This funneling of students into uninspiring education tends to fit Arendt’s notion of bureaucracy funneling citizens and creating rebellion.
In the Times article, the problem is identified not as funneling problem, but as a problem of boys’ needing more emotional connection. Boys don’t want to show emotion. The only outlet is supposedly romantic connections to girls. Boys’ ability to grow emotionally is the cause of isolation, leading to shootings and assaults.
To me this analysis is upside-down. I think Arendt’s notion that I describe as “funneling” is very profound in our modern society. Boys are bearing the brunt of the problem. Boys are being funneled into school subjects that bore them to tears. Then boys are funneled to colleges, that bore them to tears. Boys funneled this way are acting out.
Before the advent of the ubiquitous extracurricularly involved kid, kids would come home after school, eat a snack, and play in the yard with neighbors. Video games are often blamed as the problem. The problem is not the game. That is a symptom. The problem is that few kids are home, but those few kids who are home are not given much chance to be outdoors with other kids. Baden Powell’s gang of boys never have a chance to form. Then we are surprised that they no chance to bond? Boys bond in action. Girls bond in talking.

■ **DATA SUPPLIED**
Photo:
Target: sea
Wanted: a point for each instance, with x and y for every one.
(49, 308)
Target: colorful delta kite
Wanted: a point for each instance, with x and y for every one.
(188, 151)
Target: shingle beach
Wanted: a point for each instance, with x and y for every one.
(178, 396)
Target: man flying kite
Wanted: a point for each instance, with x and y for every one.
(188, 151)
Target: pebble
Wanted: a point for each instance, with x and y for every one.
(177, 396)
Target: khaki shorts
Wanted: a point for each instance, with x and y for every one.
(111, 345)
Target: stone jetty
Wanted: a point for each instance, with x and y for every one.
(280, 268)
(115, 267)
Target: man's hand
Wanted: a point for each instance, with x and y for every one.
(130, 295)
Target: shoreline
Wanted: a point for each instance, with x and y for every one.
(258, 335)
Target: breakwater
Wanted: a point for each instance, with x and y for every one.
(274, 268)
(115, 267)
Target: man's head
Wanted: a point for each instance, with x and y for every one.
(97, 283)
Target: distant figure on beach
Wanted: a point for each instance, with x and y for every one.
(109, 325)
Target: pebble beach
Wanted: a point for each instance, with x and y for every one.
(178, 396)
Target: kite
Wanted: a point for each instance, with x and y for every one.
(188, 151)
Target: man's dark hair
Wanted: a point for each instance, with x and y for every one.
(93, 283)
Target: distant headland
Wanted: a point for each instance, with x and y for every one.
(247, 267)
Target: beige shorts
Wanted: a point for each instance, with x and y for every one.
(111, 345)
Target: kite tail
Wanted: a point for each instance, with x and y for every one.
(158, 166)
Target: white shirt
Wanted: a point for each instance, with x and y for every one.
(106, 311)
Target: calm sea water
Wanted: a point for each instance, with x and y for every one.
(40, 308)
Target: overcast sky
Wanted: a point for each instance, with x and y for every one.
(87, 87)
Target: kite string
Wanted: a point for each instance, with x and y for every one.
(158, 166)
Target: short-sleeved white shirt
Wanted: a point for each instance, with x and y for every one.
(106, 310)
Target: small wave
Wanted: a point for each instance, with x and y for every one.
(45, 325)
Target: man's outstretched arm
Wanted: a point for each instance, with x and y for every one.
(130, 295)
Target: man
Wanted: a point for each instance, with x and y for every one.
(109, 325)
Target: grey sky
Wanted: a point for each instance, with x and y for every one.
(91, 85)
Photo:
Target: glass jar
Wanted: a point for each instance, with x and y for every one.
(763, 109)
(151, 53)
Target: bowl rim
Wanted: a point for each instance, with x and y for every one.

■ **WHAT YOU WILL DO**
a) Reproduce the passage on boys and schooling between "In the Times" and "are acting out.", inclusive.
b) According to the passage on boys and schooling, what did kids do after school before the advent of the ubiquitous extracurricularly involved kid?
c) Carry the passage on boys and schooling forward from its last sentence.
The material has no connection to the passage on boys and schooling.

■ **ANSWERS BELOW**
a)
In the Times article, the problem is identified not as funneling problem, but as a problem of boys’ needing more emotional connection. Boys don’t want to show emotion. The only outlet is supposedly romantic connections to girls. Boys’ ability to grow emotionally is the cause of isolation, leading to shootings and assaults.
To me this analysis is upside-down. I think Arendt’s notion that I describe as “funneling” is very profound in our modern society. Boys are bearing the brunt of the problem. Boys are being funneled into school subjects that bore them to tears. Then boys are funneled to colleges, that bore them to tears. Boys funneled this way are acting out.

b) They came home, ate a snack, and played in the yard with neighbors.

c)
Giving boys more chance to act like girls and talk more is another form of funneling. Boys need to learn how to deal with one another in backyard sports or whatever the modern version of cowboys-and-indians is. Boys will argue about ground rules, roles, boundaries, methods of play, etc. They will feel emotions. They will act on emotions. They will learn to manage the powerful emotions, increasingly fueled by testosterone as they age. Talking does not harbor testosterone well. Exhausted muscles and minds harbor testosterone miraculously.
So how does all this fit with scouting? Scouting is built for action and arguments on ground rules, roles, boundaries, and methods of play. Scouting is built to tire muscles and minds. Scouting is built to reflect on the day at the campfire on the lessons learned from testosterone-filled days.
But wait there is more. The Times article suggests that boys who participate in the arts, music, drama, and foreign language perform better in school and are more engaged. In other words, they have an opportunity to be part of a group that has shared interests and has the boy consider his role in the larger world.
As to these specific examples of activities and the extrapolition of meaning that I offered, scouting fits well. First, well-run campfires use lots of “drama” and “music,” if you call hokey skits and poor singing by such titles. Second, there is a strong group identity and shared interests with lots of considerations of the boy’s role in the larger world.
So in sum, I suggest that the problem in society is not that we don’t have boys emote enough or talk enough about their emotions. The problem is that we expect them to emotionally grow the same way that girls do and that we expect to improve the situation by having boys spend more time trying to emote like girls. I suggest that we keep our boys active and owning the program, then spend more time at the campfire with stop-start-continue conversations to discover lessons learned. Then spread the wealth to non-scouters. Grow the community of the campfire.